(What to work on):
List each question that the interview with Paul Reid below asks him.

Paul Reid

Chief Operating Officier
Channels, NZ Post

When did you first realise that you had a different way of thinking?
I have always known that I thought differently but I think that all people are different in some way.  I thought that I was a little bit dumb when it came to certain aspects of school and I did my best to hide what I thought were my weaknesses. As I got older I realised my difference was in fact a strength.

What was your experience of school?
School was full of ups and downs – pretty much like any other kid at school.  I was lucky as I was OK at sport and maths.  That covered up the fact that I kept failing any subject that required a lot of written material.  The teachers just thought I was lazy / not trying hard enough etc so I would get poor marks for attitude and effort which just puts you into a death spiral of failure and low self-worth.  

How did you end up as a CEO of a large company?

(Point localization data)

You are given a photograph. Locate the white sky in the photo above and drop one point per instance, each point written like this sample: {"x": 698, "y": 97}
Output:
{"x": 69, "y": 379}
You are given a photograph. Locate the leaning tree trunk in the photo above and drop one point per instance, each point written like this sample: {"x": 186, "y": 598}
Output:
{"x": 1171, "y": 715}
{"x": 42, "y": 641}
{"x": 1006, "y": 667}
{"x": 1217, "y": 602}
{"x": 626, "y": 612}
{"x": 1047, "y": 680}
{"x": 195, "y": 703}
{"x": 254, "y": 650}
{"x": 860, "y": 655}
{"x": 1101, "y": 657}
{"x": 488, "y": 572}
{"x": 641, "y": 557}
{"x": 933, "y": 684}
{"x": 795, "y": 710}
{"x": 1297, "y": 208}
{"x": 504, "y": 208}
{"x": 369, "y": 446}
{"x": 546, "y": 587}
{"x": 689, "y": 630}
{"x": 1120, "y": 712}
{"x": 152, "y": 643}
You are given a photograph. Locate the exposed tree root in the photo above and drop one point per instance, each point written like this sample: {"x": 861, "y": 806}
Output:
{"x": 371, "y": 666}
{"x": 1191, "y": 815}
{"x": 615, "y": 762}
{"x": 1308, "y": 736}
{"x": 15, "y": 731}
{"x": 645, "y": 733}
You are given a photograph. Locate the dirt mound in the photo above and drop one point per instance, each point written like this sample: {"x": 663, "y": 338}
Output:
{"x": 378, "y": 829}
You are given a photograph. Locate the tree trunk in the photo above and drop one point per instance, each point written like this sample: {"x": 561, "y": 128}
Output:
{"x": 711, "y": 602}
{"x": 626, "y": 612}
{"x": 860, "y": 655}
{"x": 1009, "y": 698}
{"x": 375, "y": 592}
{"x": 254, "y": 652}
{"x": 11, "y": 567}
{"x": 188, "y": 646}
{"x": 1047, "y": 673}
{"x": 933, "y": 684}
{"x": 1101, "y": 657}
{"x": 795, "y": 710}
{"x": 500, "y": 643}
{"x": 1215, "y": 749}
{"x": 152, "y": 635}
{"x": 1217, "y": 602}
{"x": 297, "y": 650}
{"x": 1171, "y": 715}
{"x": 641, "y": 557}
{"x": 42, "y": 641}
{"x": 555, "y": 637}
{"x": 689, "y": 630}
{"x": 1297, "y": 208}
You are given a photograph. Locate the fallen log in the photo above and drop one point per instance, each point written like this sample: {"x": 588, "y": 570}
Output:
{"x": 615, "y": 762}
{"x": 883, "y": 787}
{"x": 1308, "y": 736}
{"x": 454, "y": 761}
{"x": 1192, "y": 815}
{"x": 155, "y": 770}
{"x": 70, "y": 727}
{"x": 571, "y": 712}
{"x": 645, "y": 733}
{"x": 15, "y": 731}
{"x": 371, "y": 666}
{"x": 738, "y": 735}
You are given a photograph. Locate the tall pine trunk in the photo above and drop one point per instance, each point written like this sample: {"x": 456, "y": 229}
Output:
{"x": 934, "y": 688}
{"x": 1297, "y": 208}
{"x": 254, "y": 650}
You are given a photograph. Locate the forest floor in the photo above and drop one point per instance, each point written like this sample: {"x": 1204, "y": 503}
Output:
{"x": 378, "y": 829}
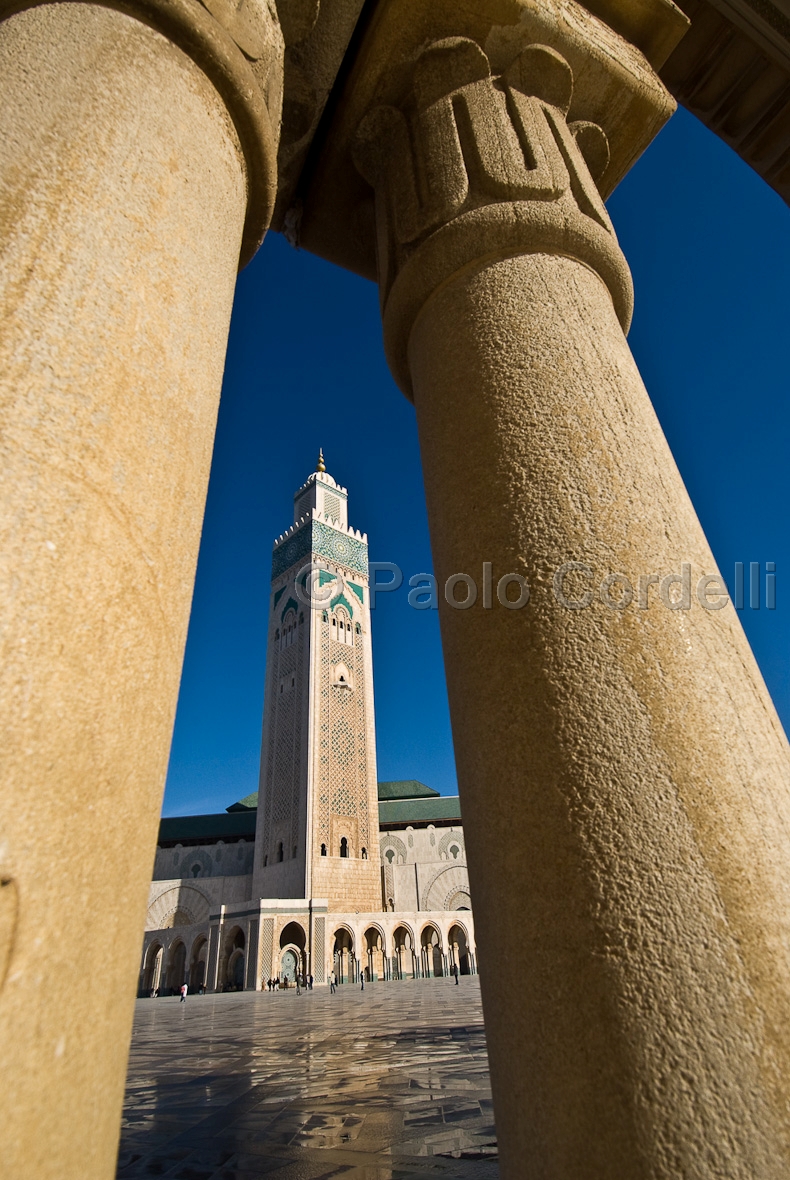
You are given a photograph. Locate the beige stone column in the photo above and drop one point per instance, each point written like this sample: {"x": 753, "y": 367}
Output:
{"x": 624, "y": 777}
{"x": 137, "y": 162}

(Solved problem):
When did you first realise that you had a different way of thinking?
What was your experience of school?
How did you end up as a CEO of a large company?